Document extract:

········

Chapter 15 of Alister McGrath’s book A Fine-Tuned Universe: The Quest for God in Science and Theology is entitled “An Emergent Creation and Natural Theology.” This chapter presents some rather interesting ideas.
First McGrath returns to Augustine – not to his cosmology or science, but to his view of God’s creative power. According to Augustine God’s creative activity encompasses both an act and a process. While Augustine applied his ideas in the context of the understanding of his day, which knew nothing of star formation, nucleogenesis, or evolution, the idea is consistent with – and sheds some light on our thinking about creation in the context of 20th and 21st century science. McGrath connects Augustine’s approach to modern ideas of emergence in science and in biology.
…creation entails the origination of a potentially multileveled reality, whose properties emerge under certain conditions which did not exist at the origins of the universe. Furthermore, these properties are not predictable by human observers a priori; they are discovered a posteriori. (206)
I have significant reservations about some of McGrath’s discussion of emergence – especially the postulate of “unpredictability.” But let us look into it more closely.
Do you think that it is reasonable to think about emergence in creation and is this a theologically relevant concept?

········

Excerpted data:

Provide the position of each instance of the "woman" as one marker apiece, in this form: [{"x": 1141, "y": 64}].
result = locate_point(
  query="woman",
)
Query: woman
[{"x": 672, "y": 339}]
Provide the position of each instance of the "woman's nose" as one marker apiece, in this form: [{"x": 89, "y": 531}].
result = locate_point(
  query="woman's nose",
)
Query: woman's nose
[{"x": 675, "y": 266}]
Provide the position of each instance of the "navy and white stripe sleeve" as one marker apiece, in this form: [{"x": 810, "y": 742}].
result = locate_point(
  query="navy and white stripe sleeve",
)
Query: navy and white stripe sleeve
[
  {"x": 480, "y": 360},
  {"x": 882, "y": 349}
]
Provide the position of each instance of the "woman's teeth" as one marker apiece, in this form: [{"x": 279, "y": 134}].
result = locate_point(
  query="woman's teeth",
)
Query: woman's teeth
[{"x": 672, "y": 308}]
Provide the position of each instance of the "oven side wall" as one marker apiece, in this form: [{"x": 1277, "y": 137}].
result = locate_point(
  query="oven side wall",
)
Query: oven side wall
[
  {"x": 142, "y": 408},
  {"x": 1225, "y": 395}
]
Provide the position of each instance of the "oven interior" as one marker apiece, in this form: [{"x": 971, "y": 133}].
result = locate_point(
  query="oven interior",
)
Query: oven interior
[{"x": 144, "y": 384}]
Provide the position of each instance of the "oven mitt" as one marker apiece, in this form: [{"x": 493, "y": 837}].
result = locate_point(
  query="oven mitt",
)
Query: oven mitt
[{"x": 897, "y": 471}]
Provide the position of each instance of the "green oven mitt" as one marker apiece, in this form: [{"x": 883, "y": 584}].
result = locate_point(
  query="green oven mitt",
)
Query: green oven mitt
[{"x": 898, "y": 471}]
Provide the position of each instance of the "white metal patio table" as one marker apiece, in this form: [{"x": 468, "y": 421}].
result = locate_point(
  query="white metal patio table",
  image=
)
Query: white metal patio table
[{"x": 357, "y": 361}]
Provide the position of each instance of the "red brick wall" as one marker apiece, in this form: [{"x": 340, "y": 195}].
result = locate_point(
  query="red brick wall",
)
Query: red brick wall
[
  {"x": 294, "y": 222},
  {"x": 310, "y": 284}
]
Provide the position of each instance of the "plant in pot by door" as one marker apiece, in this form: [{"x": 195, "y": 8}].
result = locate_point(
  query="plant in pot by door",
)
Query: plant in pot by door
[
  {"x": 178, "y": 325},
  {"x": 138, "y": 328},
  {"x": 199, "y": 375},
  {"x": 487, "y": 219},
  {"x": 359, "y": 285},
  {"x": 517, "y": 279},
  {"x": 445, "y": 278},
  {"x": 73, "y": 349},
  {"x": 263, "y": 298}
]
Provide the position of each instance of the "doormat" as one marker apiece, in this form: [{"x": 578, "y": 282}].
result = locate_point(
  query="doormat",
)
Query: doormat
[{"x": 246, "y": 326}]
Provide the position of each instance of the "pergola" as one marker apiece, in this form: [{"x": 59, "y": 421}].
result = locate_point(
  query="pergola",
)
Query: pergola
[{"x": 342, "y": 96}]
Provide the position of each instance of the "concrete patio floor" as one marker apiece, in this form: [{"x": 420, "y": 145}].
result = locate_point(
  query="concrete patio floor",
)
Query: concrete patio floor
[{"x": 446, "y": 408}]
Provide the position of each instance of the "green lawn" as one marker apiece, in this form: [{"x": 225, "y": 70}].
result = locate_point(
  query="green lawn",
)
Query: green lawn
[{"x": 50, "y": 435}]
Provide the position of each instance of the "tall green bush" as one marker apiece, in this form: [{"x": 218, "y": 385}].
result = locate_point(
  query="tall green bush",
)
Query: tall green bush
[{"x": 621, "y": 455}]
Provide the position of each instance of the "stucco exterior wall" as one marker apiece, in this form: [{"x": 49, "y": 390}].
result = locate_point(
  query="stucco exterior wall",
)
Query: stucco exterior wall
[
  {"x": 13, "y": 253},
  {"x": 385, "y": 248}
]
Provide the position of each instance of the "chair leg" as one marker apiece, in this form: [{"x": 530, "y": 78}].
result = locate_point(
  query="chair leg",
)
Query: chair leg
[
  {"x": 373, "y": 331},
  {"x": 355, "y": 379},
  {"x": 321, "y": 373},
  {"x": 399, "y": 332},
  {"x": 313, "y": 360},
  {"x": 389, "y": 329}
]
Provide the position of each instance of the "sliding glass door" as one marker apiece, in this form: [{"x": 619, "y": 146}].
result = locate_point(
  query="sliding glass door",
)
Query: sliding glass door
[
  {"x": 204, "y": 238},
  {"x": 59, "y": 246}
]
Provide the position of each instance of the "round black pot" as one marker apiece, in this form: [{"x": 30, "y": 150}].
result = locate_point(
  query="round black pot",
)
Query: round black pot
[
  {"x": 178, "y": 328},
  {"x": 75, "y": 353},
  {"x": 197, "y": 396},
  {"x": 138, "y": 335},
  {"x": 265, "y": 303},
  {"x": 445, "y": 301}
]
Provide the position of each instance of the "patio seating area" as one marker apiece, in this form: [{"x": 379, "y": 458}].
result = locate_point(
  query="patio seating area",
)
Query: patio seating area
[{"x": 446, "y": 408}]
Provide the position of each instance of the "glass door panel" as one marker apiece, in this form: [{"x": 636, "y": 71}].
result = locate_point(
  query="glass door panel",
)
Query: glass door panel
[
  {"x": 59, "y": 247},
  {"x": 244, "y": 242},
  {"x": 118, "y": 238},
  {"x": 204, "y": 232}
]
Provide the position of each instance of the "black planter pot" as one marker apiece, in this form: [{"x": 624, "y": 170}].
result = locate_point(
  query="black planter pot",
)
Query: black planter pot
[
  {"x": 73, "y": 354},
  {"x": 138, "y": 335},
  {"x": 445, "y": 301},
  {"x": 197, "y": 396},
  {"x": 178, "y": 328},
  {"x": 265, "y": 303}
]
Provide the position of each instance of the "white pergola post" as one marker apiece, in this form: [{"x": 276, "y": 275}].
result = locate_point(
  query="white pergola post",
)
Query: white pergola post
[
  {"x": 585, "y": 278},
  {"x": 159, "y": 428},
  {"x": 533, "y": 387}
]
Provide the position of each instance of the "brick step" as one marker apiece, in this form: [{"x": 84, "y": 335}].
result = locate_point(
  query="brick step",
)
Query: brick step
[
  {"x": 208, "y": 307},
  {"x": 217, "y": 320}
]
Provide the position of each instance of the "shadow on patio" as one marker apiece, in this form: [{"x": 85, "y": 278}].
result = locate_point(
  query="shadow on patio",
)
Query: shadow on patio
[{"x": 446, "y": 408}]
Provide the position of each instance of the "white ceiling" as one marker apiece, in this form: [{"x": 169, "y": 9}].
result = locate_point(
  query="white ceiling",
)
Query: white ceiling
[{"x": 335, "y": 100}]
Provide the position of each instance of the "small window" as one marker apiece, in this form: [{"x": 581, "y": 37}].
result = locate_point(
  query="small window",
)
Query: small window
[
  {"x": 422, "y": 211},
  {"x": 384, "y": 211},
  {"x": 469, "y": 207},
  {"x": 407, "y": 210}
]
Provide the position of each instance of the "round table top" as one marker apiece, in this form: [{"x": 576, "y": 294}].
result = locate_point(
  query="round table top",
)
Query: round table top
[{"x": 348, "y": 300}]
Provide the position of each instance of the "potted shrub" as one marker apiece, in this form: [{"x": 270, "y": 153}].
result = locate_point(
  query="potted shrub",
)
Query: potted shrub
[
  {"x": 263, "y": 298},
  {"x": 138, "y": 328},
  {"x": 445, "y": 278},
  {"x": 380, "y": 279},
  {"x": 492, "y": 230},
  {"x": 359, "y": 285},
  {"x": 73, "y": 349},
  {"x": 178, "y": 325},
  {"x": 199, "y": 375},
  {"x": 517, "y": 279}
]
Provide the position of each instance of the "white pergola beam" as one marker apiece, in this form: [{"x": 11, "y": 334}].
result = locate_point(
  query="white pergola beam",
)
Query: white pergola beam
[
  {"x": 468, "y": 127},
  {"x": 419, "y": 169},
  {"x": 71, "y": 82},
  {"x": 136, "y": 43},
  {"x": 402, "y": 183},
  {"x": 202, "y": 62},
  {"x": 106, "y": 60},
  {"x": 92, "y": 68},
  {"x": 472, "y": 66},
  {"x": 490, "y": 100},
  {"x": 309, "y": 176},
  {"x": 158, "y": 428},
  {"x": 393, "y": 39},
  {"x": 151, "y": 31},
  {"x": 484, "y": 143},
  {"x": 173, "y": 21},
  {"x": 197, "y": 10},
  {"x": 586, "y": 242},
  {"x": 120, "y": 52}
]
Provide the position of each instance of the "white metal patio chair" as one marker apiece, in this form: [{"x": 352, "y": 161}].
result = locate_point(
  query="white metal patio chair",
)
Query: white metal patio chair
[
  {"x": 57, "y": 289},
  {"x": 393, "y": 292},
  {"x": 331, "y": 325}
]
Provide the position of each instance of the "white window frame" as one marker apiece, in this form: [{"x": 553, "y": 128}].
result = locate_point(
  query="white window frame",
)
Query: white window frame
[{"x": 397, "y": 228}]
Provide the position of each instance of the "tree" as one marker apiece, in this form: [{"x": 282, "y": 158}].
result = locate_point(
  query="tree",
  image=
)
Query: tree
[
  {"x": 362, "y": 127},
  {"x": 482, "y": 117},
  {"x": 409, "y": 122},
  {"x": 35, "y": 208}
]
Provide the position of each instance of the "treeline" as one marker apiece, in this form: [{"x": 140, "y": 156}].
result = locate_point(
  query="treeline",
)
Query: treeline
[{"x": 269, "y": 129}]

········

Action item: Continue the discussion of McGrath's chapter on emergent creation and natural theology, picking up after its final sentence.

Response below:
Ok – most of you are probably wondering what in the world is meant by emergence. I will probably butcher some of this – but here goes…McGrath gives a description of emergence characterized by four general features (p. 208):
- Everything that exists in the world of space and time is ultimately composed of the basic fundamental particles recognized by physics. However, physics proves inadequate to explain how this material comes to be structured.
- When ensembles or aggregates of material particles attain an appropriate level of organizational complexity, genuinely novel properties begin to emerge.
- These emergent properties cannot be reduced to, or predicted from, the lower-level phenomena from which they emerge.
- Higher-level entities exercise a causal influence on their lower-level constituents.
Emergence is seen in collective properties and complexity. The properties of bulk gold metal is very different from the properties of isolated gold atoms. The properties of water are completely different from the properties of isolated hydrogen and oxygen atoms. The properties of a cell are very different from the properties of the constituent molecules and the properties of mammal is very different from the properties of the constituent cells. In fact there is a general principle at work:
Each stage of advancing complexity makes possible still further advances, which could not have taken place at earlier stages. The spontaneous self-organization of cosmological structures leads to the formation of planets; molecular and chemical evolution leads to living cells and life in general; and a Darwinian process of natural selection leads to the emergence of high-level functionality, including the emergence of mind, with its capacity to reflect on the natural world. (p. 209)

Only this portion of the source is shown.